Former pub in Maida Vale, London

The Windsor Castle is a former public house on Harrow Road, Maida Vale, London. It was a seminal rock venue throughout the 1960s and 1970s, with notable early performances from The Rolling Stones, The Who and U2. The building is a designated heritage asset.

==History==
The Windsor Castle opened on Harrow Road in 1829. It was rebuilt in its current style around 1850,
with stucco plaster around the windows, quoins and a castellated parapet.

The Windsor Castle became a music venue in the 1960s. It is renowned for early gigs by the Rolling Stones and The Who. Other bands who played there and who went on to achieve mainstream success include Dr. Feelgood, The Jam, U2 and the Psychedelic Furs

Joe Strummer, later of The Clash, played there a number of times as a member of the 101ers. The Clash song 'Protex Blue' was inspired by the condom vending machine in the pub's toilets.

Supplied entries>
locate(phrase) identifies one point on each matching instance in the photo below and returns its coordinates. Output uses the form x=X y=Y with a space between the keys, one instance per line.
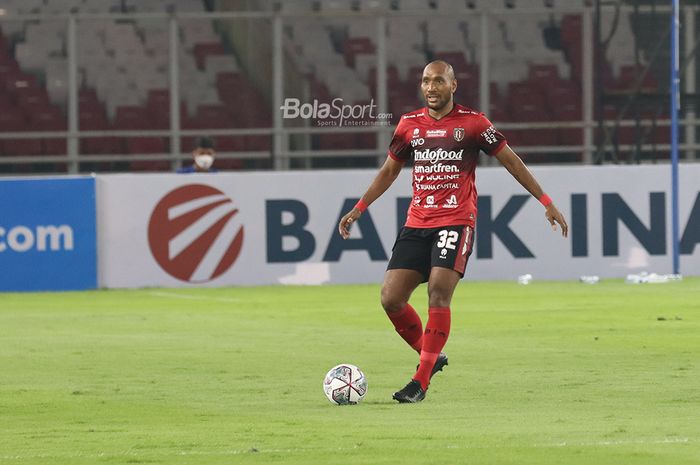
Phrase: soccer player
x=444 y=140
x=203 y=157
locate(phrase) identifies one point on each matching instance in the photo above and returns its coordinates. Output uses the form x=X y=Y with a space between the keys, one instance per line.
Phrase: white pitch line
x=617 y=443
x=174 y=295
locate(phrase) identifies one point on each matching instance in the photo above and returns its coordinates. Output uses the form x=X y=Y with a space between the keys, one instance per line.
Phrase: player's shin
x=407 y=323
x=437 y=330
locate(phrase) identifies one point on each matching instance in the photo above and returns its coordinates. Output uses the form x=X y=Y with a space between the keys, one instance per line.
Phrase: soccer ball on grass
x=345 y=384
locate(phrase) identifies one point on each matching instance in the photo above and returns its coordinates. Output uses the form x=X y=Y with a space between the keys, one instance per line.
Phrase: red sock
x=436 y=332
x=407 y=323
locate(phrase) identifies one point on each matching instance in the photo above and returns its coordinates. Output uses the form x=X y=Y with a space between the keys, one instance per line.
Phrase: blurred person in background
x=444 y=141
x=203 y=157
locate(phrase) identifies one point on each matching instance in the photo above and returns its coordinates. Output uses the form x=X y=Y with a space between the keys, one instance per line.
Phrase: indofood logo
x=194 y=234
x=434 y=156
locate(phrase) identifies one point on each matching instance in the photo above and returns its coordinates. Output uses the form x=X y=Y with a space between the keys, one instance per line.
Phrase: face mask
x=204 y=161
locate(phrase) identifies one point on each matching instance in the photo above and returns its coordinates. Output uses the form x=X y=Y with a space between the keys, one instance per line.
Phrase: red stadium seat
x=356 y=46
x=147 y=145
x=202 y=51
x=210 y=117
x=132 y=117
x=51 y=119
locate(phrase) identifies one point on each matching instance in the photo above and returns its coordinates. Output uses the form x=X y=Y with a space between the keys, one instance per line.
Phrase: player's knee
x=390 y=301
x=438 y=297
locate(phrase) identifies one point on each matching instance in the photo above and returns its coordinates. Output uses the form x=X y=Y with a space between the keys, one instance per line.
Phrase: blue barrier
x=48 y=234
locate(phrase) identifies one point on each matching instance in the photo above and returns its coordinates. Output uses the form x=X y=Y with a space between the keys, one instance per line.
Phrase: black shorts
x=421 y=249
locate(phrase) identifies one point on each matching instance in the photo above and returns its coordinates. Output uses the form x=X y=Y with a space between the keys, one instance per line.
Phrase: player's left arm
x=515 y=166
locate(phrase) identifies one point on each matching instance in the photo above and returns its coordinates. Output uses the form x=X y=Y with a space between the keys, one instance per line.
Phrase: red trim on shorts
x=467 y=241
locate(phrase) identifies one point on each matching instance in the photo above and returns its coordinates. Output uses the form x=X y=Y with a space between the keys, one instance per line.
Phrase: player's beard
x=438 y=103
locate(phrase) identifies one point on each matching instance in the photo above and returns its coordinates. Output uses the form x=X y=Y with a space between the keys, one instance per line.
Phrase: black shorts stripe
x=421 y=249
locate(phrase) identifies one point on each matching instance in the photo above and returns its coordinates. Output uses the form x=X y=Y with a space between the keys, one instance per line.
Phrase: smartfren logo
x=194 y=234
x=41 y=238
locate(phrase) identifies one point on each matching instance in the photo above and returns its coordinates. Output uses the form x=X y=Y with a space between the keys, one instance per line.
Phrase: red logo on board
x=194 y=234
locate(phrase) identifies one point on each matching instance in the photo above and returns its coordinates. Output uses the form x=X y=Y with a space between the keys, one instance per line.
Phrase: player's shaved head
x=440 y=67
x=438 y=84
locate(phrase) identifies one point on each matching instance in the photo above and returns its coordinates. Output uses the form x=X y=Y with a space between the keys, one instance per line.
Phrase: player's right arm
x=385 y=177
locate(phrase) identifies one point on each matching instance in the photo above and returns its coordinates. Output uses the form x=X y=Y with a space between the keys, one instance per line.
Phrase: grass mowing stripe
x=546 y=373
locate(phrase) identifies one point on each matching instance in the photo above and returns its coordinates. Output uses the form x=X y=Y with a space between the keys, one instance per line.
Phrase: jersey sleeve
x=400 y=148
x=490 y=140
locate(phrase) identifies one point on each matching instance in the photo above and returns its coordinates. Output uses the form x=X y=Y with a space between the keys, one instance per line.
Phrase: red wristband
x=545 y=200
x=361 y=205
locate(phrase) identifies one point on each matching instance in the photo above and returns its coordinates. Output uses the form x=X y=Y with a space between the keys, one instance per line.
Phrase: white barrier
x=268 y=228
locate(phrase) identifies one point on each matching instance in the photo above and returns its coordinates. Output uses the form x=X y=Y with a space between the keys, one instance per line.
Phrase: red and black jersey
x=444 y=154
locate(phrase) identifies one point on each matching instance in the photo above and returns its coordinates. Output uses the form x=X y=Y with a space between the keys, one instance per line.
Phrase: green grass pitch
x=549 y=373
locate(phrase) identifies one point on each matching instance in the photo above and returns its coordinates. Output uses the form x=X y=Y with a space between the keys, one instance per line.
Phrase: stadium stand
x=124 y=78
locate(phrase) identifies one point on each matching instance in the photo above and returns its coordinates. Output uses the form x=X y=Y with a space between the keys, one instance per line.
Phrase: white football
x=345 y=384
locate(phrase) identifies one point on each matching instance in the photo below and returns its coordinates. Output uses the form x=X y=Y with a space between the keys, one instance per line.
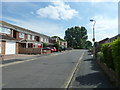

Problem set>
• a. From the Windsor Castle article, list every band named in the paragraph that begins "The Windsor Castle became a music venue".
• b. Write out the Windsor Castle article from "The Windsor Castle is" up to and including "designated heritage asset.", swapping "seminal" for "influential".

Results in order>
• a.
- the Rolling Stones
- The Who
- Dr. Feelgood
- The Jam
- U2
- the Psychedelic Furs

• b.
The Windsor Castle is a former public house on Harrow Road, Maida Vale, London. It was a influential rock venue throughout the 1960s and 1970s, with notable early performances from The Rolling Stones, The Who and U2. The building is a designated heritage asset.